#### Data extract
+++

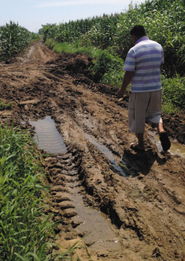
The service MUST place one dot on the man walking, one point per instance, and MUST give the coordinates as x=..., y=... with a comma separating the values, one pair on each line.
x=142, y=66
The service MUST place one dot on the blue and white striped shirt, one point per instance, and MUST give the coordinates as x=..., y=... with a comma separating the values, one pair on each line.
x=145, y=59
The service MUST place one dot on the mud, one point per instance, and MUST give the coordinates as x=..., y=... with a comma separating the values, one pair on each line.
x=140, y=214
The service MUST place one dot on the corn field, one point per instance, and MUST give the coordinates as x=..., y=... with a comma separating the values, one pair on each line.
x=13, y=39
x=163, y=20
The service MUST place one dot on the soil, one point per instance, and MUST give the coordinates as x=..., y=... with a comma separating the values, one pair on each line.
x=109, y=202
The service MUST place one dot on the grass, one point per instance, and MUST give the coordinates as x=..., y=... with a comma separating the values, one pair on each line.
x=106, y=67
x=24, y=229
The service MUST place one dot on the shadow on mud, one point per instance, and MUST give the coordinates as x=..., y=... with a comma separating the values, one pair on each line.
x=135, y=163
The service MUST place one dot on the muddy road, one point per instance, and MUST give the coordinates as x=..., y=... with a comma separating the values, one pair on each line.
x=115, y=204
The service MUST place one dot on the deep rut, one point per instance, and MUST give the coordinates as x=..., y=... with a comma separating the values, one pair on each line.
x=77, y=221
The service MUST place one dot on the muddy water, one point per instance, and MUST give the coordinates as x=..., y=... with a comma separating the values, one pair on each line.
x=175, y=149
x=98, y=232
x=47, y=136
x=106, y=152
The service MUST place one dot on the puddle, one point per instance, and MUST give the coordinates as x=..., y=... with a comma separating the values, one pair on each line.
x=106, y=152
x=175, y=149
x=98, y=234
x=47, y=136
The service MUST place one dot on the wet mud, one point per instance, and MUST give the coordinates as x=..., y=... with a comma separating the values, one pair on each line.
x=109, y=201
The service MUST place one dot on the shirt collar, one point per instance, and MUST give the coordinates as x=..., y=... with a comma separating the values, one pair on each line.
x=143, y=38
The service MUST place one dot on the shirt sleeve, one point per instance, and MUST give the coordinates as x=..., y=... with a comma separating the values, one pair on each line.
x=129, y=64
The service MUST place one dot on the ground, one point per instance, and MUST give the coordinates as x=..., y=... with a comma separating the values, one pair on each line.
x=112, y=203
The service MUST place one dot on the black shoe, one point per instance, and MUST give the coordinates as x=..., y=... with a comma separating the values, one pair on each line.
x=165, y=142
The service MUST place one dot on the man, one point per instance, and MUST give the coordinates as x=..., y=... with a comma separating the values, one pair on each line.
x=142, y=66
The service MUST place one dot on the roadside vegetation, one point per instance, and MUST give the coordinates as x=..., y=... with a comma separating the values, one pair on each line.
x=24, y=229
x=13, y=40
x=107, y=40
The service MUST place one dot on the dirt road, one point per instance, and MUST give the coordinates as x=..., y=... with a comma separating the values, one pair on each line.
x=134, y=212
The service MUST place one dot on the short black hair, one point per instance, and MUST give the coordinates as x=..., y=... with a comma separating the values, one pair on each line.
x=138, y=31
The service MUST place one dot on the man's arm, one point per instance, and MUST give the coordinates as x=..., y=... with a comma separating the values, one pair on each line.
x=126, y=80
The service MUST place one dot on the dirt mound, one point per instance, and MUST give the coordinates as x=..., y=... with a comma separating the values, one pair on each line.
x=140, y=195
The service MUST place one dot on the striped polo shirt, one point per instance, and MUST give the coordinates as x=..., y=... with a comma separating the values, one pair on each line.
x=145, y=59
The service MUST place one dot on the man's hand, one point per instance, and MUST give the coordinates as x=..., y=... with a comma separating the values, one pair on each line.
x=120, y=93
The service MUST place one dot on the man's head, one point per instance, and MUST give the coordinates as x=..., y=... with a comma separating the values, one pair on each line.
x=137, y=32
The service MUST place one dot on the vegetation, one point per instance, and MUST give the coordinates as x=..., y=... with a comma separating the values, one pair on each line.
x=13, y=39
x=24, y=230
x=108, y=37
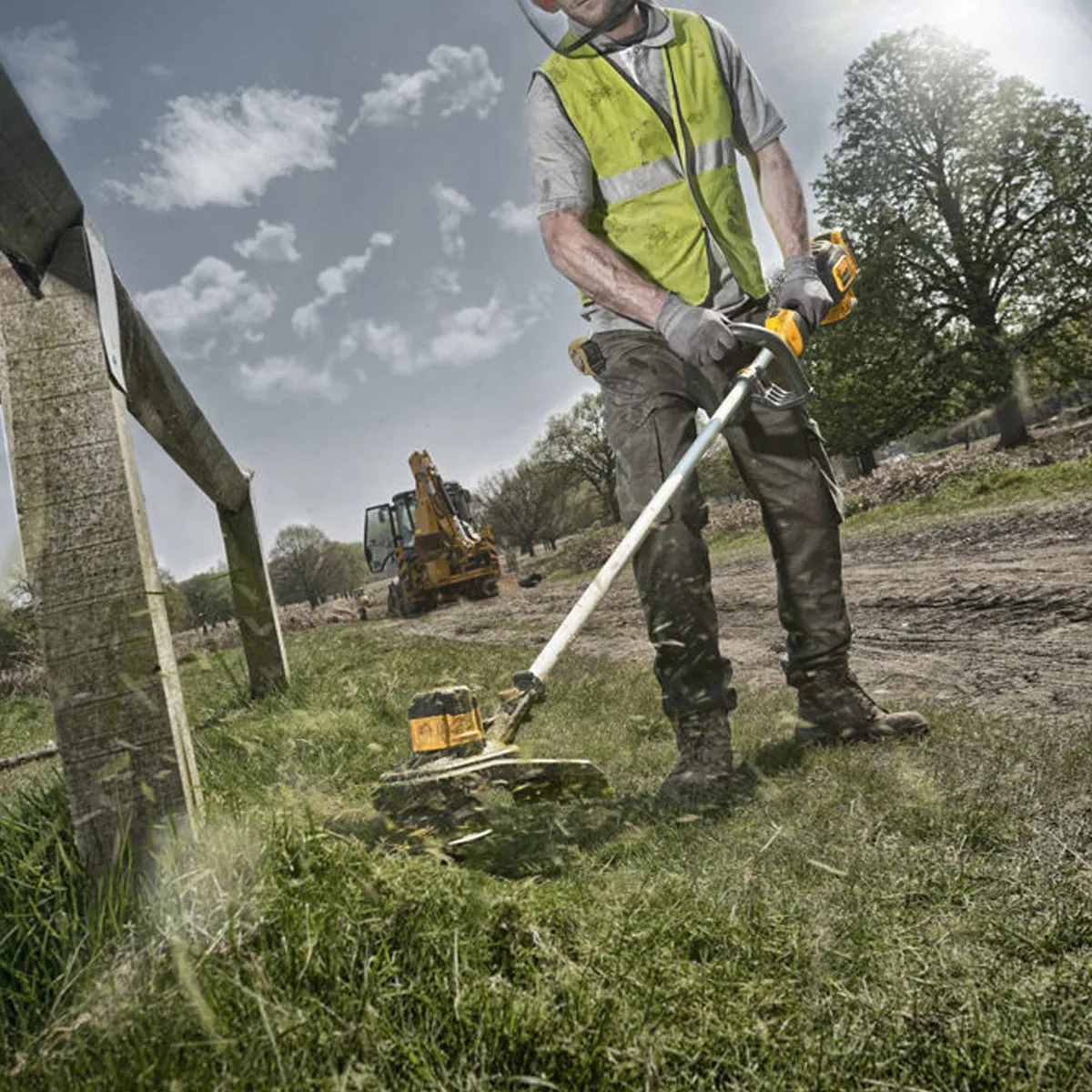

+++

#### Aim of the exercise
Reproduce all the entries above word for word, leaving out the pictures.

#### Exercise output
The service MUST place one dot on the man walking, one point per instance, and MUST give the coordinates as x=..., y=... with a comma separating the values, one pair on each line.
x=142, y=66
The service MUST place one dot on the blue and white striped shirt, one point per instance, and MUST give the coordinates as x=..., y=... with a comma separating the values, one pair on each line.
x=145, y=59
The service MUST place one dot on the mud, one point per instance, and MUST give the coordinates as x=..., y=... with a comma separating the values, one pair on each line.
x=140, y=214
The service MUST place one dot on the corn field, one point per instance, and MUST give the coordinates as x=..., y=... with a comma separating the values, one pair on each line.
x=13, y=39
x=163, y=20
The service MUST place one dot on the soil, one point per instance, and MUST give the coordinates as x=..., y=... with a comma separating the values, one pair on each line.
x=109, y=202
The service MUST place one dot on the grass, one point per instance, and MUST give the coordinates as x=..., y=... with a comma separating the values, one pair on each line.
x=106, y=67
x=24, y=229
The service MUST place one dot on the shadow on mud, one point per instance, and MUST give the coordinates as x=..., y=... with a comma separating the values, one pair on each line.
x=135, y=163
The service MUST place one dot on the muddy road, one point per instance, and MUST give the coordinates as x=..., y=... with a comma separating the values, one pair on each line.
x=115, y=204
The service MUST place one dot on the deep rut, one point per instance, and MUST give the coordinates as x=..., y=... with a comma separating the values, one pair on each line.
x=77, y=221
The service MUST place one dot on the muddy water, one point per instance, and MUST give the coordinates as x=..., y=... with a comma separating the values, one pair on each line.
x=175, y=149
x=98, y=232
x=47, y=136
x=106, y=152
The service MUST place one dot on the puddle, one point per instance, and MUST give the coordinates as x=..., y=... with a comma separating the values, one pair on each line.
x=106, y=152
x=175, y=149
x=98, y=234
x=47, y=136
The service MUST place one dot on the wet mud, one point per instance, and MUST give the coordinates as x=..., y=... with a comma separating the values, one pair on each line.
x=109, y=201
The service MUST place one dot on the shirt collar, one point per instance, and MUST give the coordinates as x=..., y=... with a comma separating the values, one pair on each line.
x=143, y=38
The service MUST place one dot on the shirt sleeve, one point per instance, and MUST give the coordinates as x=..., y=... with a comma separating the values, one pair on each line.
x=129, y=64
The service MUST place one dot on the ground, one point per instance, and MUST give the coordinates as x=..., y=... with a comma separating the values, one pair on each line.
x=112, y=203
The service MUST place one dot on the black shoe, one point per instance, and MUST give the coordinates as x=..., y=... with a comma separating the values, one pair on each line.
x=165, y=142
The service MUST place one dot on the man, one point per instance, and MUST give the coordinates as x=..., y=... with a comma separating the values, one pair on each line.
x=142, y=66
The service MUST place one dot on the roadside vegetation, one point per instance, and MUST give the coordinates as x=..., y=... with a comma separating the values, one pair on each line.
x=24, y=229
x=13, y=40
x=107, y=40
The service MUST place one dot on the dirt road, one point per instance, and MUST give the coordinates as x=..., y=... with a comma separating the values, one pair on each line.
x=134, y=212
The service MUST place one dot on the short black hair, one point per instance, and MUST give the coordinates as x=..., y=... with a comma separating the values, one pair on each line.
x=138, y=31
The service MUST place one dot on the man's arm, one point per instance, and MUST give the coordinates as x=..., y=... with a comma separating the values, one pair on each line.
x=126, y=80
The service MUST place one dot on the dirt mound, one point per instance, and MUST give the coordinates as x=..., y=... with a comma separating the values, one pair on each line.
x=140, y=195
The service MUST place one dot on the striped polo shirt, one point per instance, and MUST give the coordinates as x=..., y=... with a comma separating the values, one pair on each line.
x=145, y=59
The service MUST place one dot on the man's hand, one point per instance, and MUST give the coordinates as x=..., y=... with a comma separating the values, one pair on each line.
x=120, y=93
The service MUST place one dot on the man's head, one point per instance, and MUST give the coordinates as x=..., y=... with a comma separating the values, one pair on each line.
x=137, y=32
The service MUST place one dot on the vegetation, one point per instance, and MUST give the coordinates as x=..., y=... with a comma separating the values, one pair on each line.
x=13, y=39
x=24, y=230
x=108, y=37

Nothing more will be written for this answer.